The quake was centered about 24 miles south-southeast of Goldfields and 34 miles northwest of Beatty, near Scotty's Junction (the intersection of Highway 95 and Highway 267). (See Map 1, Map 2, Map 3) It occurred in Nye County, Nevada just east of the Esmeralda / Nye County line, in Sarabatus Valley just east of Stonewall Pass. Highway 267 provides vehicle access from Highway 395 into northern Death Valley through Bonnie Claire Valley. For reference, Scotty's Castle, a popular tourist destination in Death Valley National Park, is at the base of the steep decent (the "Grapevine") from Bonnie Claire Valley into Death Valley. Scotty's Castle is about 26 miles southwest from the epicenter.
 
The earthquake shook the epicentral area quite hard and was felt as far away as Bishop, Bridgeport, Mammoth Lakes, Newberry Springs, Ridgecrest, California, California, to the west, Moapa and Las Vegas to the southeast, and Fallon, Eureka (Diamond Valley) and Austin to the north for a radius in excess of 165 miles.
 
Although there are no inhabitants in Sarabatus Valley and there have been no reports from Scotty's Castle at this time, the Amargosa Hotel at Death Valley Junction, located about 45 miles south of the epicenter, reported a swift, hard jolt followed by vigorous side-to-side shaking. Pictures were knocked from walls, items toppled from tables and shelves and furniture moved about the floor. Patrons at the hotel were frightened and ran from their rooms, some in their underwear. There have been no reports of any significant damage or injuries at this time. There were no reports of any sounds with the shaking.

### Exercise tasks
- 1) Answer these from the earthquake text:
(a) In which county and state did the quake occur?
(b) How far from the epicenter, and in which direction, is Scotty's Castle?
(c) Which hotel reported a swift, hard jolt, and how far from the epicenter is it?
- 2) Quote the stretch of the earthquake text from "Although there are" through "with the shaking.", word for word.

### Data excerpt
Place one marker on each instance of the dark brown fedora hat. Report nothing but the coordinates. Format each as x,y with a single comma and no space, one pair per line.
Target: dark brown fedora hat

### Task responses
- 1)
(a) Nye County, Nevada.
(b) About 26 miles southwest.
(c) The Amargosa Hotel at Death Valley Junction, about 45 miles south of the epicenter.

- 2)
Although there are no inhabitants in Sarabatus Valley and there have been no reports from Scotty's Castle at this time, the Amargosa Hotel at Death Valley Junction, located about 45 miles south of the epicenter, reported a swift, hard jolt followed by vigorous side-to-side shaking. Pictures were knocked from walls, items toppled from tables and shelves and furniture moved about the floor. Patrons at the hotel were frightened and ran from their rooms, some in their underwear. There have been no reports of any significant damage or injuries at this time. There were no reports of any sounds with the shaking.